_Stored items_
====

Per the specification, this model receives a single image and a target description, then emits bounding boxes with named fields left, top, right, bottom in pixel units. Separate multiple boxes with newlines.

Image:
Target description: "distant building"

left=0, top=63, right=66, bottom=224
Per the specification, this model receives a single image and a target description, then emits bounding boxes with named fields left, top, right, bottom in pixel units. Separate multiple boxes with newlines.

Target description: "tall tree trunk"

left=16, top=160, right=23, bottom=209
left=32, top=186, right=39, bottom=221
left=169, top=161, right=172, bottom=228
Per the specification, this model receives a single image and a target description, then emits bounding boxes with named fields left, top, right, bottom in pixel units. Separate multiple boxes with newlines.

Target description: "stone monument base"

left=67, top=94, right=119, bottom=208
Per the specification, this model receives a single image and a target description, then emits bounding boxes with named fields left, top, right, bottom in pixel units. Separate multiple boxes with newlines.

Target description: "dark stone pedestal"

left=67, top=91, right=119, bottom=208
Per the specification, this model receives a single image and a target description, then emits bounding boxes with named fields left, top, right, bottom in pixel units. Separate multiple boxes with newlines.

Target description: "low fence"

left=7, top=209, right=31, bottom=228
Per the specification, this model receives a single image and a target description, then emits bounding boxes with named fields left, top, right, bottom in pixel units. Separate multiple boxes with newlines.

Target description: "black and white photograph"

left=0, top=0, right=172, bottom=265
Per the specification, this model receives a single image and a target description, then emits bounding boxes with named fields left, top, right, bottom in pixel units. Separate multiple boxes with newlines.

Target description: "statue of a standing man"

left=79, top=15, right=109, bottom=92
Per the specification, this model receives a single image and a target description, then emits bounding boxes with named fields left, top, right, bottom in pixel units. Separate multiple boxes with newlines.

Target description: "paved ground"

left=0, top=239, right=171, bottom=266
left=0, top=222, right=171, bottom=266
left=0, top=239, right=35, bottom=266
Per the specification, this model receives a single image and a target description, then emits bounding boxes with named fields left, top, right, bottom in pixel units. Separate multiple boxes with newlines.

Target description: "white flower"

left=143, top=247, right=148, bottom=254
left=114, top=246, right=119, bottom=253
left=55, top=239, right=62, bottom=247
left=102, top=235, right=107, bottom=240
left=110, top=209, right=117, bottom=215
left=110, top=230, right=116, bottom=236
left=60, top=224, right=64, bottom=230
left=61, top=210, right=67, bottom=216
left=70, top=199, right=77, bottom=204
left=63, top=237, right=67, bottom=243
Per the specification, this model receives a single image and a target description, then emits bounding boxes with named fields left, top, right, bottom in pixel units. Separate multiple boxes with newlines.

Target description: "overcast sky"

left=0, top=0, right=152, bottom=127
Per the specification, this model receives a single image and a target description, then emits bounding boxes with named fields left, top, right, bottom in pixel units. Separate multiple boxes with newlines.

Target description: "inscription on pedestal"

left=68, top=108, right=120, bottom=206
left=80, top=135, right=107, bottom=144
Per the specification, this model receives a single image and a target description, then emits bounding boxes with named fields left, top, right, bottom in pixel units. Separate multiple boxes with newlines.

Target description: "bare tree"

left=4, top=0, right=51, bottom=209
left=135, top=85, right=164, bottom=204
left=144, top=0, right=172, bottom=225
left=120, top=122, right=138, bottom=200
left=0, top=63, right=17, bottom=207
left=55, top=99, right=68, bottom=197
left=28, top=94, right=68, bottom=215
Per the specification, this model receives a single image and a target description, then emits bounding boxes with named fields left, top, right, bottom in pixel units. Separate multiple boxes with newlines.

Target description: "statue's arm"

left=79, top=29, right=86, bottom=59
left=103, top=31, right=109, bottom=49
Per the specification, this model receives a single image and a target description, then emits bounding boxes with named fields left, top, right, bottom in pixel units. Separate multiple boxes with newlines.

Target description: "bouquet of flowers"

====

_Directions for this task_
Set down the records again, exactly.

_Written response_
Per the specification, this model receives a single image and a target description, then emits bounding boxes with named fields left, top, right, bottom in pixel units. Separate multiple boxes with newlines.

Image:
Target description: "distant building"

left=0, top=63, right=66, bottom=224
Per the specification, this model receives a single image and a target description, then emits bounding boxes with named fields left, top, right, bottom in pixel units. Separate multiple boxes with newlines.

Target description: "tall tree trunk"

left=16, top=160, right=23, bottom=209
left=32, top=186, right=39, bottom=221
left=169, top=161, right=172, bottom=228
Per the specification, this model receives a single image and a target description, then emits bounding boxes with named fields left, top, right, bottom in pixel units. Separate multiple boxes with newlines.

Target description: "stone monument base"

left=67, top=94, right=119, bottom=208
Per the specification, this model receives a single image and a target description, then emits bounding boxes with named fields left, top, right, bottom in pixel units. Separate multiple boxes with newlines.

Target description: "dark stone pedestal"

left=67, top=91, right=119, bottom=208
Per the specification, this model receives a single image and a target description, then emits bounding boxes with named fields left, top, right, bottom in pixel units. Separate multiple boxes with newlines.

Target description: "low fence"

left=7, top=209, right=31, bottom=228
Per the specification, this model receives a single image and a target description, then emits bounding boxes with named fields left, top, right, bottom in pixel units. Separate multiple boxes with newlines.

Target description: "black and white photograph"

left=0, top=0, right=172, bottom=265
Per the specification, this model receives a single image and a target description, then emits bounding boxes with named fields left, top, right, bottom in pixel units. Separate multiple boxes with newlines.

Target description: "statue of a standing man"

left=79, top=15, right=109, bottom=92
Per the specification, this model receives a single image and a target description, then emits bounding boxes with named fields left, top, right, bottom in pixel units. Separate multiple boxes with newlines.

Target description: "paved ground"

left=0, top=239, right=171, bottom=266
left=0, top=222, right=171, bottom=266
left=0, top=239, right=35, bottom=266
Per the specification, this model receives a single image and a target description, then emits bounding boxes with named fields left, top, right, bottom in pixel units. Separate multiple boxes with newlines.

Target description: "white flower"

left=143, top=247, right=148, bottom=254
left=114, top=246, right=119, bottom=253
left=55, top=239, right=62, bottom=247
left=102, top=235, right=107, bottom=240
left=110, top=209, right=117, bottom=215
left=110, top=230, right=116, bottom=236
left=60, top=224, right=64, bottom=230
left=61, top=210, right=67, bottom=216
left=70, top=199, right=77, bottom=204
left=63, top=237, right=67, bottom=243
Per the specification, this model receives a single image and a target description, then emits bounding boxes with named fields left, top, right, bottom in pixel units. Separate multiple boxes with newlines.

Target description: "overcast sky"

left=0, top=0, right=152, bottom=127
Per the specification, this model receives a single image and a target description, then emits bounding boxes with named fields left, top, right, bottom in pixel units. Separate multiple boxes with newlines.

Target description: "inscription on pedestal"

left=68, top=108, right=120, bottom=206
left=80, top=135, right=107, bottom=144
Per the specification, this model receives a single image and a target description, then emits bounding boxes with named fields left, top, right, bottom in pixel units. Separate multiple boxes with newlines.

Target description: "bare tree"

left=4, top=0, right=51, bottom=209
left=135, top=85, right=164, bottom=204
left=144, top=0, right=172, bottom=225
left=120, top=122, right=138, bottom=200
left=0, top=63, right=17, bottom=207
left=55, top=99, right=68, bottom=197
left=28, top=94, right=68, bottom=215
Per the specification, this model receives a single image and a target description, then emits bounding boxes with named fields left, top, right, bottom in pixel units. Separate multiple boxes with newlines.

Target description: "statue's arm"

left=79, top=29, right=86, bottom=59
left=103, top=31, right=109, bottom=49
Per the specification, this model receives a single image and a target description, then emits bounding boxes with named fields left, top, right, bottom in pixel units. Separate multiple boxes with newlines.

Target description: "bouquet of flowers"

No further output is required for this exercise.